┌─ Extracted data

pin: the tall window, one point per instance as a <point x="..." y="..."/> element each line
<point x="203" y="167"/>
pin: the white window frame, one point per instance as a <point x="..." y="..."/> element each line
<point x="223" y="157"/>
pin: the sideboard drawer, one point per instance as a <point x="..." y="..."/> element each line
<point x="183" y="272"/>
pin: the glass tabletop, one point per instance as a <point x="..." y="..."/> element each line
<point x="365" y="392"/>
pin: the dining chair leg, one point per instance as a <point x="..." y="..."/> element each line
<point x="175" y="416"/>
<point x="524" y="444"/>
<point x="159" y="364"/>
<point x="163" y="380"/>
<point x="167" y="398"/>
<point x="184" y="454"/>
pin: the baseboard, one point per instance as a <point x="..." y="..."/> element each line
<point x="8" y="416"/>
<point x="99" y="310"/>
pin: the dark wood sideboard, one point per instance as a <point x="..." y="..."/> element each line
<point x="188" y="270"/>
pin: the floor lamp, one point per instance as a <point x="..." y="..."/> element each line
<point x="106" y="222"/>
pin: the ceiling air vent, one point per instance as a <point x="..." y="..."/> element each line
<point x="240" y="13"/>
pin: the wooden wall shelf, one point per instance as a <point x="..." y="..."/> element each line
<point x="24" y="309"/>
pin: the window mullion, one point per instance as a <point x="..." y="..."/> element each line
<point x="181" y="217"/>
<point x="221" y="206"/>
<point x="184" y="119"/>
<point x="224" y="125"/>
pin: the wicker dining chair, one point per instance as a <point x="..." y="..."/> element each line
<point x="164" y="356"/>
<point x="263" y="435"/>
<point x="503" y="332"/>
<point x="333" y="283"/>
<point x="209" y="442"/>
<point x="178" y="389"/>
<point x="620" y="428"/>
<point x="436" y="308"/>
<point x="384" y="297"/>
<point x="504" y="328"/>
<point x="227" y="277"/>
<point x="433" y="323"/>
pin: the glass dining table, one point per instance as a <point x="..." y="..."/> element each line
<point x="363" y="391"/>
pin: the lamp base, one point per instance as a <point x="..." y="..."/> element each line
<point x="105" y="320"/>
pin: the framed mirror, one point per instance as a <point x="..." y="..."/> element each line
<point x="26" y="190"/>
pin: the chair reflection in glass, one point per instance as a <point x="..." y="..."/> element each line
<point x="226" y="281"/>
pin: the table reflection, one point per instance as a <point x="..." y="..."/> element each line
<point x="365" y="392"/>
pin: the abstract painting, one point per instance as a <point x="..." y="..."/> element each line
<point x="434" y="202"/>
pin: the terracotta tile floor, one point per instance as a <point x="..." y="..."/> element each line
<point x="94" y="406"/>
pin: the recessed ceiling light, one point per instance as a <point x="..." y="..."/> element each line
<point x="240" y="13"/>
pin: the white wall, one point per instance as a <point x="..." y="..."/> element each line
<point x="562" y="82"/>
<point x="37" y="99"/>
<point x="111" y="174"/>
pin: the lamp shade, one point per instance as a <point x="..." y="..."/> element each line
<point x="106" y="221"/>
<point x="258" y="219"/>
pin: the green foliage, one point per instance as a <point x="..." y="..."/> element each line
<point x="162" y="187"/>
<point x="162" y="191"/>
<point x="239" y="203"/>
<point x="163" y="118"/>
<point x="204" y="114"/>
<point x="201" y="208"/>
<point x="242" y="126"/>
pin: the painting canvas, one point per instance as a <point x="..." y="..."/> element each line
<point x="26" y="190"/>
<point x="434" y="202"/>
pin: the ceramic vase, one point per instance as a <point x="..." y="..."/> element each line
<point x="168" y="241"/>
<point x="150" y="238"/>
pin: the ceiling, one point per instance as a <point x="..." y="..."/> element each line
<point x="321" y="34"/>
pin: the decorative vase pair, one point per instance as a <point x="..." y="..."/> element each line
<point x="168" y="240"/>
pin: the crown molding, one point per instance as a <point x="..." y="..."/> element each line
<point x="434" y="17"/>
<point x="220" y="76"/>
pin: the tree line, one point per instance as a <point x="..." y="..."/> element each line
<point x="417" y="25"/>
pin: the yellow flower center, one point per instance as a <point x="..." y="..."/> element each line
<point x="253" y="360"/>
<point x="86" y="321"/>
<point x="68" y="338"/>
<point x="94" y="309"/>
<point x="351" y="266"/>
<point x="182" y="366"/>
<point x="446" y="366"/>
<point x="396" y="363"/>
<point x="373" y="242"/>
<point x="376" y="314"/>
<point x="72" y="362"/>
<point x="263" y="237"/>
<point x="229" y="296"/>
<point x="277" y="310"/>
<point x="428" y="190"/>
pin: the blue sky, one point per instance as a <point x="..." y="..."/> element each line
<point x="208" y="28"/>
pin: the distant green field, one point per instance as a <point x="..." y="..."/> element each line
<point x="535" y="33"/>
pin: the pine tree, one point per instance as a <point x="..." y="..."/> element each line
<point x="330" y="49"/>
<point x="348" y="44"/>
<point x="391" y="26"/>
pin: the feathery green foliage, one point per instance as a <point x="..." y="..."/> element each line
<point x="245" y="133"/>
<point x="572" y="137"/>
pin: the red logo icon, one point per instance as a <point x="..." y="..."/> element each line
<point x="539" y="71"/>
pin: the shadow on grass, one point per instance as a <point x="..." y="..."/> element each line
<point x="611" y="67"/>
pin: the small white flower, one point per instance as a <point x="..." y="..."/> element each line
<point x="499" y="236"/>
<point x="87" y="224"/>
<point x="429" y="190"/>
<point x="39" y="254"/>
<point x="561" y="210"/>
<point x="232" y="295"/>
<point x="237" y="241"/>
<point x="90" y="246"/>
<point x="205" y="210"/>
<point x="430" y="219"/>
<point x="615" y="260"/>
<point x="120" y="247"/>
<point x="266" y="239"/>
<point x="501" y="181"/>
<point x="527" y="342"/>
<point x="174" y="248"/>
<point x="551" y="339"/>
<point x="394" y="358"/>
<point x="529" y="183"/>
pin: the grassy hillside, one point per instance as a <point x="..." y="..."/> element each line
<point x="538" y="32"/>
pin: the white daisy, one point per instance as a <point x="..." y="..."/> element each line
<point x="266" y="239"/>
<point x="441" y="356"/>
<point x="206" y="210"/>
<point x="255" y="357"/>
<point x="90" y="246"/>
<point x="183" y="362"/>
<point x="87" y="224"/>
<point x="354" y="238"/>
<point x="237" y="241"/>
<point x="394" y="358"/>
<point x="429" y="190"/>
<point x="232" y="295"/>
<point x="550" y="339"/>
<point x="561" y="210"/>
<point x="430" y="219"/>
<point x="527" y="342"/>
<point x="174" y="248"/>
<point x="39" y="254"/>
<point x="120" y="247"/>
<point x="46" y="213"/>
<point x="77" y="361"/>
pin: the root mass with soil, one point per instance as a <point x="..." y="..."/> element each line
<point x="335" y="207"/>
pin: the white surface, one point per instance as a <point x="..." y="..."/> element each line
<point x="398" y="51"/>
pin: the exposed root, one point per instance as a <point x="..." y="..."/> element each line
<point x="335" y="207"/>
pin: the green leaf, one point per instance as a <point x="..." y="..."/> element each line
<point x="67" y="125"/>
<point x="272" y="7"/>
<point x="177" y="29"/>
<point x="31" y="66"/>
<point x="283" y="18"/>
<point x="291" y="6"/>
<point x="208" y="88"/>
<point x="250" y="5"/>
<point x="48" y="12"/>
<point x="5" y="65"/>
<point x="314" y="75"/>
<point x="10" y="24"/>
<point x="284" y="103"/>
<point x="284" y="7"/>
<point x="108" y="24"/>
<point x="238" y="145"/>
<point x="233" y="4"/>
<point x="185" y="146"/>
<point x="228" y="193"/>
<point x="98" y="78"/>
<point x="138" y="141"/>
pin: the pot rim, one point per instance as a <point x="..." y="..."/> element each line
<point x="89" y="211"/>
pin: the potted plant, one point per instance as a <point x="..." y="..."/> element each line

└─

Task directions - Repeat every record, exactly as written.

Solved problem -
pin: the tall window, one point per instance as a <point x="..." y="..."/> element each line
<point x="203" y="167"/>
pin: the white window frame, one point per instance as a <point x="..." y="..."/> element each line
<point x="223" y="157"/>
pin: the sideboard drawer, one point per instance as a <point x="..." y="..."/> element each line
<point x="183" y="272"/>
pin: the glass tabletop, one point per instance as a <point x="..." y="..."/> element each line
<point x="365" y="392"/>
pin: the dining chair leg, one point per instance as a <point x="..." y="..."/> element each line
<point x="175" y="416"/>
<point x="524" y="444"/>
<point x="159" y="364"/>
<point x="163" y="380"/>
<point x="167" y="398"/>
<point x="184" y="454"/>
pin: the baseboard, one point per instance as a <point x="..." y="..."/> element each line
<point x="8" y="416"/>
<point x="99" y="310"/>
pin: the dark wood sideboard, one point per instance as a <point x="..." y="..."/> element each line
<point x="188" y="270"/>
pin: the floor lamp, one point per instance as a <point x="..." y="..."/> element each line
<point x="106" y="222"/>
pin: the ceiling air vent, one point per instance as a <point x="..." y="..."/> element each line
<point x="240" y="13"/>
pin: the wooden wall shelf, one point per instance as a <point x="..." y="..."/> element each line
<point x="24" y="309"/>
pin: the window mullion, one point per instance as a <point x="..." y="..."/> element each line
<point x="181" y="217"/>
<point x="221" y="206"/>
<point x="184" y="119"/>
<point x="224" y="125"/>
pin: the wicker dining chair, one point per instance as a <point x="..." y="..."/> element each line
<point x="164" y="356"/>
<point x="263" y="435"/>
<point x="503" y="332"/>
<point x="333" y="283"/>
<point x="209" y="442"/>
<point x="178" y="389"/>
<point x="620" y="428"/>
<point x="436" y="308"/>
<point x="384" y="297"/>
<point x="504" y="328"/>
<point x="227" y="277"/>
<point x="433" y="323"/>
pin: the glass dining table, one point per instance as a <point x="..." y="..."/> element each line
<point x="363" y="391"/>
pin: the lamp base, one point per instance as a <point x="..." y="..."/> element each line
<point x="105" y="320"/>
pin: the framed mirror, one point per instance as a <point x="..." y="..."/> element each line
<point x="26" y="190"/>
pin: the chair reflection in glass, one point per instance as a <point x="..." y="..."/> element each line
<point x="226" y="281"/>
pin: the table reflection, one point per instance as a <point x="..." y="..."/> element each line
<point x="365" y="392"/>
pin: the abstract painting, one point per instance as a <point x="..." y="..."/> element each line
<point x="434" y="202"/>
pin: the terracotta tile floor, one point per instance as a <point x="..." y="..."/> element each line
<point x="94" y="406"/>
pin: the recessed ceiling light, one point per instance as a <point x="..." y="..."/> element each line
<point x="240" y="13"/>
pin: the white wall, one point per instance as a <point x="..." y="..."/> element each line
<point x="562" y="82"/>
<point x="37" y="99"/>
<point x="111" y="174"/>
pin: the lamp shade, one point per instance as a <point x="..." y="..."/> element each line
<point x="106" y="221"/>
<point x="258" y="219"/>
pin: the green foliage, one point per instance as a <point x="..." y="..."/> element each line
<point x="162" y="187"/>
<point x="162" y="191"/>
<point x="239" y="203"/>
<point x="163" y="118"/>
<point x="204" y="114"/>
<point x="201" y="208"/>
<point x="242" y="126"/>
pin: the painting canvas, one point per instance as a <point x="..." y="..."/> element each line
<point x="26" y="190"/>
<point x="434" y="202"/>
pin: the ceramic vase, one point per instance as a <point x="..." y="..."/> element each line
<point x="168" y="241"/>
<point x="150" y="238"/>
pin: the ceiling, one point per instance as a <point x="..." y="..."/> element each line
<point x="321" y="34"/>
pin: the decorative vase pair, one point per instance as a <point x="..." y="..."/> element each line
<point x="168" y="240"/>
pin: the crown molding, one point per instance as a <point x="..." y="..."/> element each line
<point x="434" y="17"/>
<point x="220" y="76"/>
pin: the tree line, one point per instance as a <point x="..." y="..."/> element each line
<point x="417" y="25"/>
pin: the yellow flower center, one point per instance as a <point x="..." y="..."/> element each line
<point x="253" y="360"/>
<point x="86" y="321"/>
<point x="68" y="338"/>
<point x="94" y="309"/>
<point x="351" y="266"/>
<point x="182" y="366"/>
<point x="446" y="366"/>
<point x="396" y="363"/>
<point x="373" y="242"/>
<point x="376" y="314"/>
<point x="72" y="362"/>
<point x="263" y="237"/>
<point x="229" y="296"/>
<point x="277" y="310"/>
<point x="428" y="190"/>
pin: the blue sky, one point per instance as a <point x="..." y="..."/> element each line
<point x="208" y="28"/>
pin: the distant green field, one point per instance as a <point x="..." y="..."/> element each line
<point x="535" y="33"/>
pin: the pine tree, one point per instance as a <point x="..." y="..."/> element each line
<point x="330" y="49"/>
<point x="348" y="44"/>
<point x="391" y="26"/>
pin: the feathery green foliage, one point per instance as a <point x="..." y="..."/> element each line
<point x="245" y="133"/>
<point x="572" y="137"/>
pin: the red logo icon, one point per instance as a <point x="..." y="..."/> element each line
<point x="539" y="71"/>
pin: the shadow on grass, one point per instance as a <point x="..." y="..."/> element each line
<point x="611" y="67"/>
pin: the small white flower, one point per instance as a <point x="..." y="..."/> element each line
<point x="499" y="236"/>
<point x="87" y="224"/>
<point x="429" y="190"/>
<point x="39" y="254"/>
<point x="561" y="210"/>
<point x="232" y="295"/>
<point x="237" y="241"/>
<point x="90" y="246"/>
<point x="205" y="210"/>
<point x="430" y="219"/>
<point x="615" y="260"/>
<point x="120" y="247"/>
<point x="266" y="239"/>
<point x="501" y="181"/>
<point x="527" y="342"/>
<point x="174" y="248"/>
<point x="551" y="339"/>
<point x="394" y="358"/>
<point x="529" y="183"/>
pin: the grassy hillside, one point per instance as a <point x="..." y="..."/> element each line
<point x="538" y="32"/>
pin: the white daisy, one point per instance as a <point x="..." y="..."/> element each line
<point x="266" y="239"/>
<point x="441" y="356"/>
<point x="206" y="210"/>
<point x="255" y="357"/>
<point x="90" y="246"/>
<point x="183" y="362"/>
<point x="87" y="224"/>
<point x="354" y="238"/>
<point x="237" y="241"/>
<point x="394" y="358"/>
<point x="429" y="190"/>
<point x="232" y="295"/>
<point x="550" y="339"/>
<point x="561" y="210"/>
<point x="430" y="219"/>
<point x="527" y="342"/>
<point x="174" y="248"/>
<point x="39" y="254"/>
<point x="120" y="247"/>
<point x="46" y="213"/>
<point x="77" y="361"/>
pin: the root mass with soil, one point per instance as a <point x="..." y="..."/> element each line
<point x="335" y="207"/>
pin: the white surface, one point per instance as a <point x="..." y="..."/> element each line
<point x="398" y="51"/>
pin: the exposed root, one point per instance as a <point x="..." y="..."/> element each line
<point x="335" y="207"/>
pin: the green leaf, one point per instance as a <point x="..." y="..."/> element each line
<point x="67" y="125"/>
<point x="272" y="7"/>
<point x="177" y="29"/>
<point x="31" y="66"/>
<point x="283" y="18"/>
<point x="291" y="6"/>
<point x="208" y="88"/>
<point x="250" y="5"/>
<point x="48" y="12"/>
<point x="5" y="65"/>
<point x="314" y="75"/>
<point x="10" y="24"/>
<point x="284" y="103"/>
<point x="284" y="7"/>
<point x="108" y="24"/>
<point x="238" y="145"/>
<point x="233" y="4"/>
<point x="185" y="146"/>
<point x="228" y="193"/>
<point x="98" y="78"/>
<point x="138" y="141"/>
pin: the pot rim, one point per instance as a <point x="..." y="..."/> element each line
<point x="89" y="211"/>
pin: the potted plant, one point per instance as a <point x="..." y="..."/> element each line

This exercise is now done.